>> BEGIN
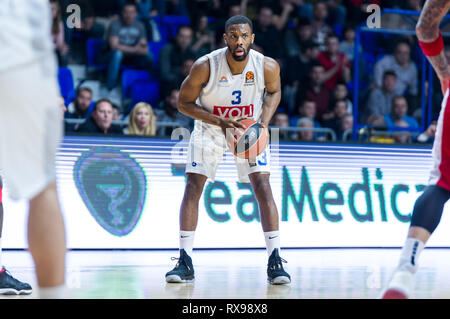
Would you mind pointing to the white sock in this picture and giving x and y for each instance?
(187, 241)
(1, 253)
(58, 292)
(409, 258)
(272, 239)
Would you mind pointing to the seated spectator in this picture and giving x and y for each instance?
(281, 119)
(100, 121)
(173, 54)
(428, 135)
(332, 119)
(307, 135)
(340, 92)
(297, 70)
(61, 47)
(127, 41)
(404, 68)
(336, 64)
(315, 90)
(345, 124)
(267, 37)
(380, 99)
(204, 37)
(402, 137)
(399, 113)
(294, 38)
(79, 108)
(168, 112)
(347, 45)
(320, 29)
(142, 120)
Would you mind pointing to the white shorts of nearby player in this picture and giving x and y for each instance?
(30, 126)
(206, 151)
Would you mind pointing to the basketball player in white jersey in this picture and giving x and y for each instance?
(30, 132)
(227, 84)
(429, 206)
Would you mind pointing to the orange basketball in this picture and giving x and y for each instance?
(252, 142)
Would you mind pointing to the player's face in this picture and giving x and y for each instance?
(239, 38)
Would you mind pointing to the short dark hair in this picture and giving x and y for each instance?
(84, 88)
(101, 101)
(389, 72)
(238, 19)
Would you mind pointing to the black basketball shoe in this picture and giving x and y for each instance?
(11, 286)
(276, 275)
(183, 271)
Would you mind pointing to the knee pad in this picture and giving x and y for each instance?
>> END
Rewrite all the items above with "instance" swapped for "occurrence" and everything else left unchanged. Omit the pictures.

SOLUTION BELOW ▸
Would you mind pointing to the white sock in this picture and giving x and y for each occurrence?
(187, 241)
(1, 253)
(58, 292)
(409, 258)
(272, 239)
Would you mind pointing to the seated spectator in this picture and giving x and y for each occurrence?
(281, 119)
(100, 121)
(173, 54)
(428, 135)
(332, 119)
(307, 135)
(340, 92)
(297, 70)
(61, 47)
(127, 41)
(404, 68)
(336, 64)
(315, 90)
(345, 124)
(267, 37)
(380, 99)
(204, 37)
(402, 137)
(399, 113)
(294, 38)
(79, 108)
(168, 112)
(347, 45)
(320, 29)
(142, 120)
Would you mind pointing to the white shorts of nearby player in this picture and giving x and y for each occurrence?
(30, 126)
(206, 151)
Would you mind pointing to the basketball player in white jersey in this picture and giving x and y for each occurrence?
(30, 132)
(227, 84)
(429, 206)
Would you mind pointing to the orange basketball in this picture and giving x and y for each occurrence?
(252, 142)
Would you mind pointing to the player's face in this picture and giving x and y for each occurrence?
(239, 38)
Would you mind pointing to the short dark hair in this picture and giving x and y for each occurrence?
(84, 88)
(101, 101)
(389, 72)
(238, 19)
Would you mind pointing to the black basketball shoe in this picture and giving x and y for each occurrence?
(11, 286)
(276, 275)
(183, 271)
Would you mind pointing to the knee pad in this picture and giving x and y for each occurrence?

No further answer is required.